[Assignment]:
Continue the essay on annoying catchphrases after its last sentence.
Excerpt START
A couple of years ago, researchers at Oxford University compiled a list of the top ten most irritating expressions. Their list included overused office lingo, (24/7, synergy), grammatically incorrect constructions (“shouldn’t of”), and adverbs used out of context (literally, ironically).
While everything on their list is certainly irritating, few of the items rise to the level of truly annoying. Perhaps Americans have a particular facility with our shared language because we seem to have a special affinity for creating trite catchphrases. Here are my eleven candidates for most annoying sayings:
1. “I’m not a happy camper.”
If you say, “Oh, I say this all the time” then take a look in the mirror. Are your lips swollen? If not, then you have no real friends. A real friend is someone who cares enough about you to punch you in the mouth when you use this idiotic phrase.
When it’s okay to say this: When you are a ten-year-old away at summer camp and a counselor asks you about your emotional state.
2. “Believe you me.”
If translated into Latin, or some other language where word order doesn’t matter, then this phrase might make sense. But outside of the King James Bible, the verb-subject-object doesn’t work for English. According to the Oxford English Dictionary, this is a way of saying, “It’s really so”—so why not just say “It’s really so.” That’s a much less annoying way to express yourself, believe you me.
When it’s okay to say this: When your name is Yoda.
3. “My bad.”
The way really annoying people say “mea culpa.”
When it’s okay to say this: When someone asks you, “Whose bad is that?” and the bad belongs to you.
4. “I feel you.”
Unless you are really feeling me, then this phrase is inaccurate. And if you are actually feeling me, then (a) I’m probably aware of it, and (b) I want you to please stop that.
Excerpt END
Given entries START
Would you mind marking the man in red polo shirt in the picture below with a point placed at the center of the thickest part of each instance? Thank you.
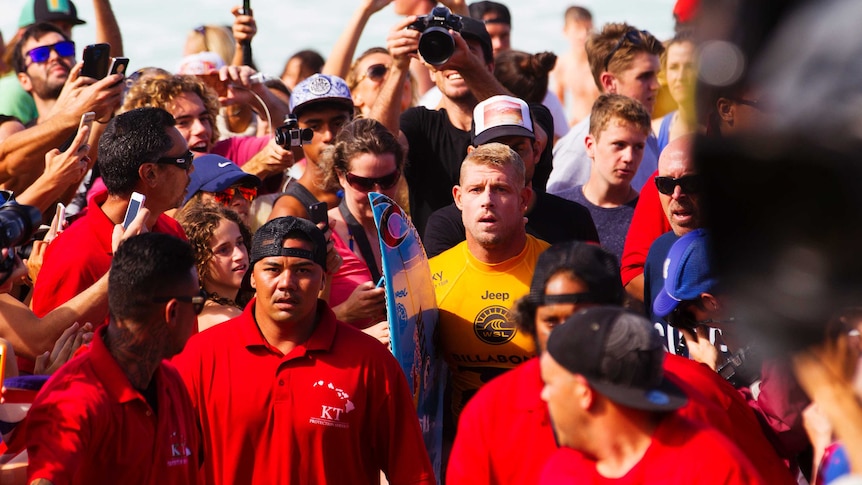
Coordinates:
(120, 413)
(140, 151)
(287, 394)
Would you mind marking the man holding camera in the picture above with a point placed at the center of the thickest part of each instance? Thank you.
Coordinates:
(437, 139)
(141, 151)
(321, 103)
(45, 62)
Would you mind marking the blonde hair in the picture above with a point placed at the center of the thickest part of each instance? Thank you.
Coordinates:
(160, 92)
(212, 38)
(495, 155)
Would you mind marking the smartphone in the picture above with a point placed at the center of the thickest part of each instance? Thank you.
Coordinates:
(135, 204)
(213, 81)
(119, 65)
(97, 58)
(317, 214)
(86, 120)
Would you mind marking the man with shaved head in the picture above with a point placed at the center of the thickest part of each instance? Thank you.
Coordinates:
(679, 189)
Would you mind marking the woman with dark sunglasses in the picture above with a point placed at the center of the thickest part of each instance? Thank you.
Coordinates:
(365, 158)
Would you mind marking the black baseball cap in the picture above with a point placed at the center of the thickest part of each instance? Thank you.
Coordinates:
(36, 11)
(269, 240)
(620, 354)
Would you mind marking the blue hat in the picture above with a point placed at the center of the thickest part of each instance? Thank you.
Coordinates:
(36, 11)
(320, 88)
(688, 272)
(215, 173)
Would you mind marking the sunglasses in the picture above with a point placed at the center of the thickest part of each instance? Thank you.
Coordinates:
(365, 184)
(635, 37)
(197, 301)
(376, 73)
(184, 162)
(64, 48)
(689, 184)
(226, 196)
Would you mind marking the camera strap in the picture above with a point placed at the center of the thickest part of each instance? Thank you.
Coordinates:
(357, 232)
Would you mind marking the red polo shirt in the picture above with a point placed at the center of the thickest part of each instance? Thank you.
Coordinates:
(504, 433)
(89, 425)
(680, 452)
(336, 409)
(81, 255)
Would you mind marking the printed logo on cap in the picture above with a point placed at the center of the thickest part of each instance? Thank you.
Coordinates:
(319, 86)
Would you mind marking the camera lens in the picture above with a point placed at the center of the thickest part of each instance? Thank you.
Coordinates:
(436, 45)
(17, 223)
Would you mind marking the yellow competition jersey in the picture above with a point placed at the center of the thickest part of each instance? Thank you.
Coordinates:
(478, 339)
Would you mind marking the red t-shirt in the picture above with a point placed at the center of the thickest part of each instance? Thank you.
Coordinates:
(504, 433)
(81, 255)
(89, 425)
(745, 430)
(336, 409)
(648, 223)
(681, 452)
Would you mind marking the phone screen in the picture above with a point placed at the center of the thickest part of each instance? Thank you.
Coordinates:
(213, 81)
(135, 204)
(97, 58)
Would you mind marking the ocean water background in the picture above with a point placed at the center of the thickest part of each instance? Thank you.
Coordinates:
(154, 31)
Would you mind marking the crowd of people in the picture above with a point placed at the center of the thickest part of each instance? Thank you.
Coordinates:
(234, 330)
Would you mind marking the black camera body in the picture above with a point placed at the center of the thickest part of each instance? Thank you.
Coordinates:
(436, 44)
(291, 135)
(18, 223)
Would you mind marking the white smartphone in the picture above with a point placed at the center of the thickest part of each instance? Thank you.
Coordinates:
(135, 204)
(61, 213)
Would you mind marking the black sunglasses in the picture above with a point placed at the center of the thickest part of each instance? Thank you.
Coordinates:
(184, 161)
(64, 48)
(365, 184)
(635, 37)
(197, 301)
(689, 184)
(375, 72)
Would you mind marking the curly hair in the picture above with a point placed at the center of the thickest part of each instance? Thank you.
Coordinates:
(200, 222)
(360, 136)
(525, 74)
(160, 92)
(611, 41)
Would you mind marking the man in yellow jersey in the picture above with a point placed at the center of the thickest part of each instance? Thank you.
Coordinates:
(478, 280)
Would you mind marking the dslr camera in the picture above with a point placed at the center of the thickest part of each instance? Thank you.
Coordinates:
(291, 135)
(18, 223)
(436, 45)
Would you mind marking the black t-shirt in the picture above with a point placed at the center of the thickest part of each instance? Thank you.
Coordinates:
(434, 161)
(552, 219)
(542, 117)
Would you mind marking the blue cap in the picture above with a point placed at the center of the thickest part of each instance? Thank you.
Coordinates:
(688, 272)
(215, 173)
(320, 88)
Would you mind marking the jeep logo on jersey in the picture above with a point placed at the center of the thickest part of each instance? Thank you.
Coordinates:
(493, 325)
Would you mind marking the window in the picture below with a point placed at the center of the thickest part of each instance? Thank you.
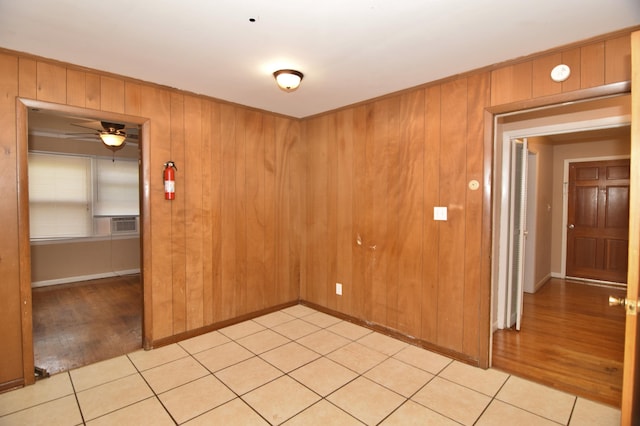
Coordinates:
(59, 196)
(117, 188)
(66, 192)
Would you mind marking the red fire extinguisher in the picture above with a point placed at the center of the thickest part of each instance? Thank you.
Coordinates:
(169, 180)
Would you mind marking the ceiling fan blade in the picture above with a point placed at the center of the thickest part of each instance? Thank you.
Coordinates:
(93, 125)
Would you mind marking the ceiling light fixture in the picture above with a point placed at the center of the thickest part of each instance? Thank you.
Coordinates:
(288, 80)
(113, 138)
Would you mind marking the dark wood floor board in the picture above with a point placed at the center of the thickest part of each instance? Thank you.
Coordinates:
(570, 339)
(82, 323)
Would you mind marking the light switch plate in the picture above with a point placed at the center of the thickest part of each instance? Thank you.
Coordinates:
(439, 213)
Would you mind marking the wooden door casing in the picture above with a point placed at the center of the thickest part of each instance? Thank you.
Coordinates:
(630, 393)
(598, 220)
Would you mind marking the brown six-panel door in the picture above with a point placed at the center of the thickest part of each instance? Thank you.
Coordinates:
(598, 220)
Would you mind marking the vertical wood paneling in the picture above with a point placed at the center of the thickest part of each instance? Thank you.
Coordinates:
(511, 83)
(331, 209)
(317, 220)
(255, 154)
(132, 98)
(93, 90)
(543, 85)
(216, 310)
(112, 94)
(27, 78)
(592, 65)
(390, 242)
(209, 191)
(178, 206)
(156, 104)
(477, 95)
(228, 216)
(361, 220)
(344, 210)
(10, 304)
(271, 293)
(52, 83)
(617, 60)
(193, 182)
(291, 198)
(240, 212)
(377, 249)
(452, 232)
(572, 59)
(431, 233)
(410, 212)
(76, 88)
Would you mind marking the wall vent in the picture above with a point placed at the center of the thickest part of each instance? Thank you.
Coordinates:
(124, 225)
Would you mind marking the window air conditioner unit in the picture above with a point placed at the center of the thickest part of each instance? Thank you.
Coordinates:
(124, 225)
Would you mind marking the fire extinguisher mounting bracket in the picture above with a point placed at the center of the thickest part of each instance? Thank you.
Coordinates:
(169, 180)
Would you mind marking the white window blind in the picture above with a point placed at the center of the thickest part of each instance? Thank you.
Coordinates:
(117, 188)
(59, 196)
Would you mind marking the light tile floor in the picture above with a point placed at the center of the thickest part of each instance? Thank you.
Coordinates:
(296, 366)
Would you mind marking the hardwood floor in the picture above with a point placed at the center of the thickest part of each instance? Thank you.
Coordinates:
(81, 323)
(570, 339)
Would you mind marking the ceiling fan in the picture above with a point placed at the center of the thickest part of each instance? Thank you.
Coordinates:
(113, 135)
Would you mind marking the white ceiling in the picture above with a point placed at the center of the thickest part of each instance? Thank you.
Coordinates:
(349, 50)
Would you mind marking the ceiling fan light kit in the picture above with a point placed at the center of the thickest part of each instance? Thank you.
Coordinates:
(288, 80)
(113, 138)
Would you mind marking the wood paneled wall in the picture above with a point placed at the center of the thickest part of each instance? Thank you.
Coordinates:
(271, 209)
(228, 245)
(376, 171)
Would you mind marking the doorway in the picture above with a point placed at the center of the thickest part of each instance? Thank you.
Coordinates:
(598, 220)
(560, 129)
(101, 266)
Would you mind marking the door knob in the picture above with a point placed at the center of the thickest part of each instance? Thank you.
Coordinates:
(630, 306)
(617, 301)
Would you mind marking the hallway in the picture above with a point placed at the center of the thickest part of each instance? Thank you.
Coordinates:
(570, 339)
(81, 323)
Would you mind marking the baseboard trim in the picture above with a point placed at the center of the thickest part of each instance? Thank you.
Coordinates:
(396, 335)
(68, 280)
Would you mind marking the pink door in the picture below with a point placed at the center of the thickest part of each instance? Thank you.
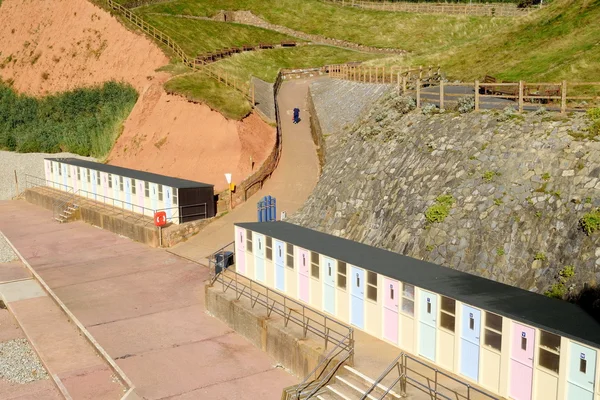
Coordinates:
(240, 250)
(390, 310)
(521, 362)
(303, 271)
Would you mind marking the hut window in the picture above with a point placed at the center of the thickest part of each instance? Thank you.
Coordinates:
(493, 331)
(447, 313)
(371, 286)
(290, 255)
(314, 264)
(549, 351)
(248, 241)
(408, 299)
(269, 248)
(341, 275)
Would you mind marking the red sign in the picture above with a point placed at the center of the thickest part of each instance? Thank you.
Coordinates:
(160, 218)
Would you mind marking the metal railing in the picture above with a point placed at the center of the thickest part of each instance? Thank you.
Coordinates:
(310, 320)
(126, 210)
(431, 386)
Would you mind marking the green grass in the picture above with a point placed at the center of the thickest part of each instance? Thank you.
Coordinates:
(413, 32)
(84, 121)
(265, 64)
(199, 87)
(198, 36)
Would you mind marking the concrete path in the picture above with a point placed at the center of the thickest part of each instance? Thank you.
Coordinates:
(291, 183)
(69, 358)
(145, 307)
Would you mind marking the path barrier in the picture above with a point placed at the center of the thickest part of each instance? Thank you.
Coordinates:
(478, 9)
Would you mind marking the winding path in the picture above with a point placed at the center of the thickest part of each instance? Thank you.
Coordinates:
(291, 183)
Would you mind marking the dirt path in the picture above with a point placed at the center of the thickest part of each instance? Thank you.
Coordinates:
(51, 46)
(291, 183)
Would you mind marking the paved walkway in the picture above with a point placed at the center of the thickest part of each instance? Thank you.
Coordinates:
(291, 183)
(145, 307)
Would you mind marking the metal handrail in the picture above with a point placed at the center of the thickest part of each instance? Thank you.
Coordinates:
(323, 329)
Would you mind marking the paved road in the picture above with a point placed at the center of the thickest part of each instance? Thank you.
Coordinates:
(291, 183)
(146, 309)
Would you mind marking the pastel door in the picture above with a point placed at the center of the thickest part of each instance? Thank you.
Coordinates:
(329, 285)
(357, 297)
(303, 274)
(240, 248)
(279, 270)
(428, 310)
(127, 188)
(259, 261)
(469, 342)
(390, 310)
(582, 372)
(521, 362)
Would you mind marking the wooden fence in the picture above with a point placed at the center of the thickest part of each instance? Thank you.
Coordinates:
(400, 76)
(522, 95)
(492, 10)
(223, 77)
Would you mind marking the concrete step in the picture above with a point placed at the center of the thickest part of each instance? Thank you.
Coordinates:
(343, 392)
(363, 380)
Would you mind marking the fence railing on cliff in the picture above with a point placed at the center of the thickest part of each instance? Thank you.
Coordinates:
(191, 62)
(492, 10)
(554, 96)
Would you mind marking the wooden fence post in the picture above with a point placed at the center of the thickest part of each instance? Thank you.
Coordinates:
(563, 97)
(476, 95)
(520, 96)
(418, 94)
(441, 95)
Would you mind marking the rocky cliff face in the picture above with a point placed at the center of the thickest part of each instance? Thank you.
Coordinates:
(518, 185)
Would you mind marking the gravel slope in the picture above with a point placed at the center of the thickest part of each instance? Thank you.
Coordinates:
(23, 163)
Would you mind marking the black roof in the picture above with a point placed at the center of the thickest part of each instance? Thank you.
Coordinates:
(556, 316)
(133, 173)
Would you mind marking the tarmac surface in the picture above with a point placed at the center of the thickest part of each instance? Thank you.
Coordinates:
(145, 307)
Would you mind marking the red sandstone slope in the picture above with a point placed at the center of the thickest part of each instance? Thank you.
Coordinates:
(49, 46)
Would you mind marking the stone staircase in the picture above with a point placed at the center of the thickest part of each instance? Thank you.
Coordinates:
(349, 384)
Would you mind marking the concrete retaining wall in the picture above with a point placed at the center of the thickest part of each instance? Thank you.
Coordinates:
(299, 356)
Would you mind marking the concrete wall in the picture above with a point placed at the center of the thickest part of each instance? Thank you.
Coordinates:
(268, 334)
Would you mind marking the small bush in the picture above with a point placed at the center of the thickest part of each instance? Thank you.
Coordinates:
(466, 104)
(590, 222)
(440, 210)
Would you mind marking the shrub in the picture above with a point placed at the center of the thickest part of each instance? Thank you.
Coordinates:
(83, 121)
(590, 222)
(440, 210)
(466, 104)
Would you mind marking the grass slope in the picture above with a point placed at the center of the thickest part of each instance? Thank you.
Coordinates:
(559, 42)
(418, 33)
(200, 36)
(198, 87)
(83, 121)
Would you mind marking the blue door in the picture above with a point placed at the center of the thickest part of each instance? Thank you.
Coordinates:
(427, 324)
(328, 268)
(279, 270)
(357, 291)
(582, 372)
(470, 333)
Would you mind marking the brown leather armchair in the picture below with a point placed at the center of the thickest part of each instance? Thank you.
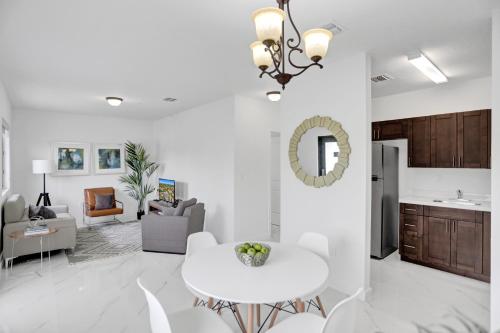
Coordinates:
(89, 210)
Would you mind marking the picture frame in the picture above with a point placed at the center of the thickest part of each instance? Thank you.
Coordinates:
(109, 158)
(71, 158)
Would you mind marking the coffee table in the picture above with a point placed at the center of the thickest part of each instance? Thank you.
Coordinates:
(19, 235)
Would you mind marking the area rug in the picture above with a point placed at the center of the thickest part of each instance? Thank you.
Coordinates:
(106, 240)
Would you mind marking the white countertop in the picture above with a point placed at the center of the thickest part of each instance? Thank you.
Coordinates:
(485, 206)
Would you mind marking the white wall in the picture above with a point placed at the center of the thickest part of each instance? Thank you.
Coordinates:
(220, 153)
(340, 91)
(446, 98)
(254, 122)
(495, 163)
(31, 138)
(5, 113)
(196, 148)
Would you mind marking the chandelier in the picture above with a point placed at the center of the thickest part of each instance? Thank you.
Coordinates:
(270, 52)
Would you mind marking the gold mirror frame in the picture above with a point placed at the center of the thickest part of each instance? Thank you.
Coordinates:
(342, 140)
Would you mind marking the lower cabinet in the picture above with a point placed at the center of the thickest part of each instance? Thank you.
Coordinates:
(437, 241)
(454, 240)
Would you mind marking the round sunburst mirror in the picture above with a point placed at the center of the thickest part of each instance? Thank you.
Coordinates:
(319, 151)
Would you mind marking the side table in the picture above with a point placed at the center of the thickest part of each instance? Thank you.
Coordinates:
(19, 235)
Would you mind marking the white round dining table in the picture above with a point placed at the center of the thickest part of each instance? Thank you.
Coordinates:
(290, 273)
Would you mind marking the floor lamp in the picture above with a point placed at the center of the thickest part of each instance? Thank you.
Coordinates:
(42, 167)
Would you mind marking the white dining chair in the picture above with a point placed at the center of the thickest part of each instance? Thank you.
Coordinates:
(196, 242)
(198, 320)
(318, 244)
(340, 320)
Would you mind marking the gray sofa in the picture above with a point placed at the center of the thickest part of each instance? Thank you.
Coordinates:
(16, 218)
(162, 231)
Given entries END
[Final answer]:
When it’s okay to say this: When you are actually feeling me and I am unaware that you are doing so. (Again, really. Please stop that.)
5. “I am not going to lie to you.”
If you need to clarify that what you tell me next is not going to be a lie, then I’m going to wonder if everything you told me before this was a lie. So now that you’ve caused me to question your credibility, how do I know that you aren’t lying now when you say you’re not going to lie to me?
When it’s okay to say this: When someone directly ask you if you are going to lie to them and you have no intention of doing so.
6. “We’ve got company.”
Used in every action movie ever made.
When it’s okay to say this: When you are screenwriter who wants to ensure that your scene is included in clip compilations of trite movie phrases. (See also: Get out of there!)
7. “I could tell you, but then I’d have to kill you.”
What information could you possess that would require you to murder me? What’s that? You were being sarcastic? Oh. Well, my policy is that is if you use trite sarcasm I have to kill you. (An action considered a justifiable homicide in all fifty states.)
When it’s okay to say this: When you work for MI6.
8. “Show me the money”, “I Don’t Think We Are In Kansas Anymore”, “Is that your final answer?” Other phrases that originated on TV or in the movies.
Oh, so you saw that show too? Imagine that.
When it’s okay to say this: When the phrase comes from a Monty Python movie. Those never get old. (“It’s just a little bunny. . .”)
8. “It’s not rocket science”/ “It’s not brain surgery”
Apparently, the most complicated procedure on earth is performing brain surgery on a rocket scientist.
When it’s okay to say this: When someone asks, “Is that rocket science”?/”Is that brain surgery?” and it isn’t.
9. “At the end of the day”
You mean . . . at night?
When it’s okay to say this: When you are referring to something that will actually happen at the end of the day.
10. “Best. ________. Ever.”
Worst. Meme. Ever.
When it’s okay to say this: Never. Ever. Ever.
What are other phrases that should be included on our list?